# [TESTO DELLA PAGINA]
##########
Mi piace pensare che il suo seguito “globale” sia declinato, “in ogni terra, in ogni luogo, in ogni lago”, in maniera differente e personale, offrendo al “consumatore” di idoli e icone la “sua” versione di Madonna, questo suo ondeggiare dalla dance alla ballad, da un cinema non sempre memorabile ai libri di fiabe per bambini, passando per centinaia di foto dove la nudità è solo un pretesto per trovare altre Madonne (una Ma-trioska, più che Ma-donna) in un gioco all’infinito che è anche quello del Rebel Heart tour, il decimo mondiale, il più costoso del 2015. Giusto per dare un senso a se stessa e al proprio ruolo, la canzone d’apertura è Iconic, quella di chiusura Holiday, un viaggio quasi al contrario con tante fermate a nome La Isla Bonita o Material Girl, ma c’è anche una sorprendente La vie en rose e il gioco di rimando a tanti specchi con Piaf (o se volete anche con Grace Jones) è di quelli che fanno pensare non solo a una Lucky Star ma anche (questione di feeling, se nel terzo atto ci sono di fila Into The Groove, Everybody e Who’s That Girl…) all’unica music machine di cui non ti stancheresti mai di fare replay…
Già, lei è Madonna, quindi la domanda Who’s That Girl? rimanda a un’unica risposta. Quella che una “ragazza” di spettacolo sia diventata, per suo volere o nostro ancora non l’ho capito bene, una di quelle che cambiano il baricentro dall’interno della società quella occidentale, quella consumistica, alla quale lei appartiene e di cui si rivela “ambasciatrice” anche quando “esce” dalla gabbia, uno degli elementi-chiave della scenografia del tour.
##########
# [ESTRATTO DEI DATI]
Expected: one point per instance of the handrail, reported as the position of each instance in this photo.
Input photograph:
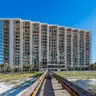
##########
# [CONSEGNA]
In base al testo della pagina, rispondi brevemente ai seguenti quesiti.
(a) Con quale canzone si apre il Rebel Heart tour?
(b) Quali tre canzoni si susseguono di fila nel terzo atto?
(c) Quale elemento-chiave della scenografia del tour viene nominato nel secondo paragrafo?

# [SOLUZIONE]
(a) Iconic.
(b) Into The Groove, Everybody e Who's That Girl.
(c) La gabbia.